Express the lines as a JSON list of strings, one string per line with blank lines omitted, beginning at the line that contains "Target: hazy blue mountain" and stopping after the line that contains "[[[61,118],[23,103],[0,100],[0,133],[16,132],[45,125]]]".
----------------
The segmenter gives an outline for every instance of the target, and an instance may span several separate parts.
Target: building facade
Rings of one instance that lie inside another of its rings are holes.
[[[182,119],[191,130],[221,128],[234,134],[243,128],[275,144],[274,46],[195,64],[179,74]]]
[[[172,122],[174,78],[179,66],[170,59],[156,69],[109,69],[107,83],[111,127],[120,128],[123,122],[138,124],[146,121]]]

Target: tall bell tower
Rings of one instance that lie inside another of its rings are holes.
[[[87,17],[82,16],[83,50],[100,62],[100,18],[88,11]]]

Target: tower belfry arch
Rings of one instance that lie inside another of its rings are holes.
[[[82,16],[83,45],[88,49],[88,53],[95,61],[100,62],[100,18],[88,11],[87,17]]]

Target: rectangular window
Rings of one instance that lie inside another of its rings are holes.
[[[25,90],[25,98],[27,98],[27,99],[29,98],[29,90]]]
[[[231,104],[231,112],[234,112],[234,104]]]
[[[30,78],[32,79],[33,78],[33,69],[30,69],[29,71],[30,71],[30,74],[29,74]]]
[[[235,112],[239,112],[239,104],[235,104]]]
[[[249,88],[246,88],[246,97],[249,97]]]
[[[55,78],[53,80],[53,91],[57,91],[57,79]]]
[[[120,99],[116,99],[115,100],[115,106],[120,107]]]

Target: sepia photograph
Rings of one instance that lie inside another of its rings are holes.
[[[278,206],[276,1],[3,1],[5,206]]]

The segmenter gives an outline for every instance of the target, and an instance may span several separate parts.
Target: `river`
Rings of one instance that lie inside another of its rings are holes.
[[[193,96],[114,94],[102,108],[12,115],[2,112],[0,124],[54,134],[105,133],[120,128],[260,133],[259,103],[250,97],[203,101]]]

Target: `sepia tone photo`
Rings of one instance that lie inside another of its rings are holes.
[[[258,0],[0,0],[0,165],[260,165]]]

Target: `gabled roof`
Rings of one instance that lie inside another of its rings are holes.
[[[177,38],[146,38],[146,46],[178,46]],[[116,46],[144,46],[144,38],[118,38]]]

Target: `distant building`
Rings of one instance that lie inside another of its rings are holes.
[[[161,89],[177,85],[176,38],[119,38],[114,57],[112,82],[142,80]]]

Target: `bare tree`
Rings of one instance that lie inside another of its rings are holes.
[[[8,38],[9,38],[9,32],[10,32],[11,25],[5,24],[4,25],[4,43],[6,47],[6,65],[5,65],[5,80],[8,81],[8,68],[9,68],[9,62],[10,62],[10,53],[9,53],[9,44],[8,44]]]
----------------
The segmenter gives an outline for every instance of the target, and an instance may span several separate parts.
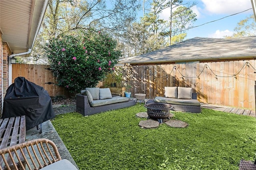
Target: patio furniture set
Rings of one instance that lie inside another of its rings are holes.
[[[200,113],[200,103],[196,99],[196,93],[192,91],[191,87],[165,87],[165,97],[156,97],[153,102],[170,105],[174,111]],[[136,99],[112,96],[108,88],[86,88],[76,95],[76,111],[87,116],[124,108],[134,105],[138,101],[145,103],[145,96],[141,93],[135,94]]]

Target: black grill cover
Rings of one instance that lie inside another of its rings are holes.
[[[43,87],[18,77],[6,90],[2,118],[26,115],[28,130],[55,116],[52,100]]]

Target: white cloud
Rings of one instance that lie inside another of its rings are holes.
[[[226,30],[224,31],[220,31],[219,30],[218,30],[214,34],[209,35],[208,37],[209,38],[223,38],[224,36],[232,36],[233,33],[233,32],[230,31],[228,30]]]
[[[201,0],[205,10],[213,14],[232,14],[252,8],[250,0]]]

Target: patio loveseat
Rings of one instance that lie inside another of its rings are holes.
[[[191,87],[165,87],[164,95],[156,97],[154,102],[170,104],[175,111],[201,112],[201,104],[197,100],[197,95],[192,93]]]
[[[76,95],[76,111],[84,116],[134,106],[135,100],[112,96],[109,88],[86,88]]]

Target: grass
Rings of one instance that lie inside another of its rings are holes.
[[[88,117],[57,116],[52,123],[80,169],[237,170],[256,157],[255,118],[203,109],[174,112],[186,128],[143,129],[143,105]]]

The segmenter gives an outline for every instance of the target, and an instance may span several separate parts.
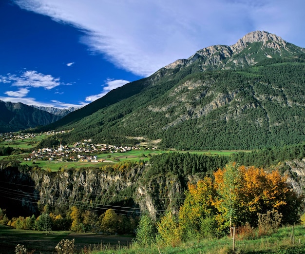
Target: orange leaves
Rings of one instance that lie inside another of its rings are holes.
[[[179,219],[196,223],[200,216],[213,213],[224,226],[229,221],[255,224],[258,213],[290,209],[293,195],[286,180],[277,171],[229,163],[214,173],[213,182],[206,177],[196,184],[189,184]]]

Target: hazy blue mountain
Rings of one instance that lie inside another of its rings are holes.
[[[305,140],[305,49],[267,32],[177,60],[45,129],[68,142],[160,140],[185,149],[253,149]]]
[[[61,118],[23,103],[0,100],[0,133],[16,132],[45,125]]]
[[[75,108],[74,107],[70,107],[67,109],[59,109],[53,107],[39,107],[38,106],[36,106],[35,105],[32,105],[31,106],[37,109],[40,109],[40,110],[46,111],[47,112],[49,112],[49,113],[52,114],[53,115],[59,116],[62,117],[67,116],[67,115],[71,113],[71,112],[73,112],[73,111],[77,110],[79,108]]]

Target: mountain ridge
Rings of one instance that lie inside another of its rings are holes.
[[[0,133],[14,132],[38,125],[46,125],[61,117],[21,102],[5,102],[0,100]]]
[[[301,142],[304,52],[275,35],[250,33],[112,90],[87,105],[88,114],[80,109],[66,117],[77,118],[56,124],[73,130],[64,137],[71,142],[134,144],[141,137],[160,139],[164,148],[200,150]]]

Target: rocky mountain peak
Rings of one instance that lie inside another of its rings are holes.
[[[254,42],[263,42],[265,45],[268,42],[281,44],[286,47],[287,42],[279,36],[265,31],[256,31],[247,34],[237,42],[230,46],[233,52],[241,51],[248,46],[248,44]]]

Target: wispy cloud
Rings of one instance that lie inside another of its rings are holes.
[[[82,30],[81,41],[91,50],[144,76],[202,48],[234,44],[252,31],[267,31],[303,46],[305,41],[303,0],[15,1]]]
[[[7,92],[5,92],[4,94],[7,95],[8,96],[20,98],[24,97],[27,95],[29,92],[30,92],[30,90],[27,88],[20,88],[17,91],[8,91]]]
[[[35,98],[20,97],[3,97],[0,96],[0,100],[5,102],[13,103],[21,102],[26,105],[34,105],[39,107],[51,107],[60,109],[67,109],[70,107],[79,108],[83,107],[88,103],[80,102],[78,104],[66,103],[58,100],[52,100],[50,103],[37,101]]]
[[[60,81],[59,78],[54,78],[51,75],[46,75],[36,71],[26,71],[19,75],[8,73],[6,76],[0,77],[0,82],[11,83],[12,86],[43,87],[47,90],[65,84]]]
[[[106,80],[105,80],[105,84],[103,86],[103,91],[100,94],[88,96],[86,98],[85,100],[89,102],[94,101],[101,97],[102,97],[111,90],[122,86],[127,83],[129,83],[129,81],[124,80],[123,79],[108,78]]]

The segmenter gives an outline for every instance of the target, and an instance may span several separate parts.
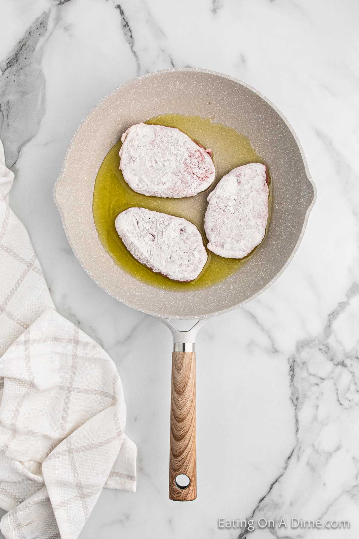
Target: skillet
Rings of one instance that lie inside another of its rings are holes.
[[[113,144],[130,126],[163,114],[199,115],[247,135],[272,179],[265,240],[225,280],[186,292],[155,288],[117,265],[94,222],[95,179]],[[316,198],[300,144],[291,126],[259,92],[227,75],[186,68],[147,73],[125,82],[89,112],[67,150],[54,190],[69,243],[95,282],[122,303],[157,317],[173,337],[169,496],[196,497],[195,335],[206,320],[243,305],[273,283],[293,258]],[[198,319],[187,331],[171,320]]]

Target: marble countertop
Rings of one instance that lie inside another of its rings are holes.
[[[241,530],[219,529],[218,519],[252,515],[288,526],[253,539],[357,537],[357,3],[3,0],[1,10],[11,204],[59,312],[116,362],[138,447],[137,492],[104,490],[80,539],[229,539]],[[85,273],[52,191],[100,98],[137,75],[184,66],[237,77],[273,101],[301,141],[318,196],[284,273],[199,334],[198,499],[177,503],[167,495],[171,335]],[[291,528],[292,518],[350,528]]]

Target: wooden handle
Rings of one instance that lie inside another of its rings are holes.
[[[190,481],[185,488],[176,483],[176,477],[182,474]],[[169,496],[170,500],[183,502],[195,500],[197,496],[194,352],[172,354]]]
----------------
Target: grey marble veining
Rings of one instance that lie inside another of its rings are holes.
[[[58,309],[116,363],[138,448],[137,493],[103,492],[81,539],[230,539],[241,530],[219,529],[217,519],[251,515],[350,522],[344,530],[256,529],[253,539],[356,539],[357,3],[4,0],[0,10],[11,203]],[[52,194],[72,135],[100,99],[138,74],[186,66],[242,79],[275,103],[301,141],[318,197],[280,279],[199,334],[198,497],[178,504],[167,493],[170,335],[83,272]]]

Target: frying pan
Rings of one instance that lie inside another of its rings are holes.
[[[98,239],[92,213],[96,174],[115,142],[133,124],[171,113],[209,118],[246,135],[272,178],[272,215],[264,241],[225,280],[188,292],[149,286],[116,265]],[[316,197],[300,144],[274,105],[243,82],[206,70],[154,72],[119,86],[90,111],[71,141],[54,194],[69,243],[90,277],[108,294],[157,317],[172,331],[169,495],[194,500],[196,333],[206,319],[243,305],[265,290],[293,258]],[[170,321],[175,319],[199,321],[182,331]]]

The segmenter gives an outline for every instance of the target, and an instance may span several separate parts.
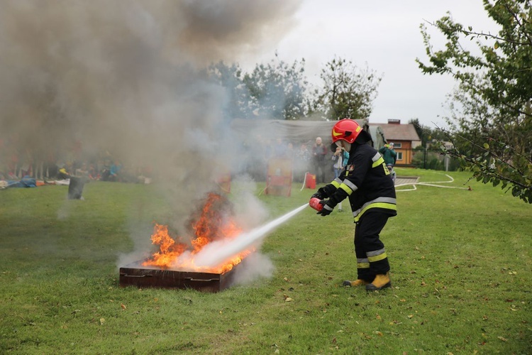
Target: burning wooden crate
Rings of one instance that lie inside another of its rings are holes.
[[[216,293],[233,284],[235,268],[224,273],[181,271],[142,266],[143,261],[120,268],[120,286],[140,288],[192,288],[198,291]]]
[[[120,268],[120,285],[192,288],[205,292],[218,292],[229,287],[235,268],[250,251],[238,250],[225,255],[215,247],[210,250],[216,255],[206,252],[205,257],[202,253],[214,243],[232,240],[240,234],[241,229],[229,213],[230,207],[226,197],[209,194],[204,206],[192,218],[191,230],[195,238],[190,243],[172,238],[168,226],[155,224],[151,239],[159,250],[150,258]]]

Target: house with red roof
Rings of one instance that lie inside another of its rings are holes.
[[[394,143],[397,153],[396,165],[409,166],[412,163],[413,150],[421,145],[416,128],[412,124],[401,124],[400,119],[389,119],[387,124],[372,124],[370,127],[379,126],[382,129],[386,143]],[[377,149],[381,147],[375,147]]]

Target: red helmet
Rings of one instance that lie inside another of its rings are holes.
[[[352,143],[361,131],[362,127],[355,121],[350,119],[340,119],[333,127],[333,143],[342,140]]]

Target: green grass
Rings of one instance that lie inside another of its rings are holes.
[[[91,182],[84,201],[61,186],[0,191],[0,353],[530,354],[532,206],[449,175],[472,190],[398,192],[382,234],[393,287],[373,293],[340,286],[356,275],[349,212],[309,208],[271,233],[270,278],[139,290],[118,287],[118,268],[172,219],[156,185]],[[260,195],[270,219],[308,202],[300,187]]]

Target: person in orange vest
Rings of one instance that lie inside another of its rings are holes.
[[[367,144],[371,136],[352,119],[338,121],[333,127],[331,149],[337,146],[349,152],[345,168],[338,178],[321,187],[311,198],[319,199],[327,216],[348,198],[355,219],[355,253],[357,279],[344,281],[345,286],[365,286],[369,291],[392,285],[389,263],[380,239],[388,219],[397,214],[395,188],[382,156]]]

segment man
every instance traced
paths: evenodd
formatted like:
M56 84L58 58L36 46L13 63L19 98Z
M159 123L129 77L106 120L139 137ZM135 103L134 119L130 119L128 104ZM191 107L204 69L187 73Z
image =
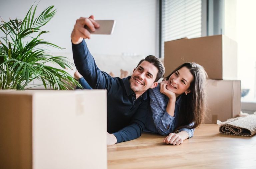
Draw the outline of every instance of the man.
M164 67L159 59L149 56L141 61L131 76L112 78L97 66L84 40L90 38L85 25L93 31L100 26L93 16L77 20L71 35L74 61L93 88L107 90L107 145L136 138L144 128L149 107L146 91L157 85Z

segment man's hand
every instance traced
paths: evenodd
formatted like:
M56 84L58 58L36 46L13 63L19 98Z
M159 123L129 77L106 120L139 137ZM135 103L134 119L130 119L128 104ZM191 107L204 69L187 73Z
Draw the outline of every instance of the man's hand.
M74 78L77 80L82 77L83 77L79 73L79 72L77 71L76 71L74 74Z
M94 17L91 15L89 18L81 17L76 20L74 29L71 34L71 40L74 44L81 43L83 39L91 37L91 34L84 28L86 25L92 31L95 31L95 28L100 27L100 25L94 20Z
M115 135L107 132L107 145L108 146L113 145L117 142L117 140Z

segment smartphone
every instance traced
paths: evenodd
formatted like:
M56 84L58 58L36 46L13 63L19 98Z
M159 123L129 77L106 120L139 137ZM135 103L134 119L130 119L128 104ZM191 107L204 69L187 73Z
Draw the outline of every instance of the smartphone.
----------------
Task answer.
[
  "Target: hazy blue mountain",
  "Rings of one instance that lie inside another of its rings are holes.",
  "[[[305,140],[305,49],[267,32],[177,60],[45,129],[68,142],[160,140],[185,149],[253,149]]]",
  "[[[61,118],[23,103],[0,100],[0,133],[16,132],[45,125]]]"
]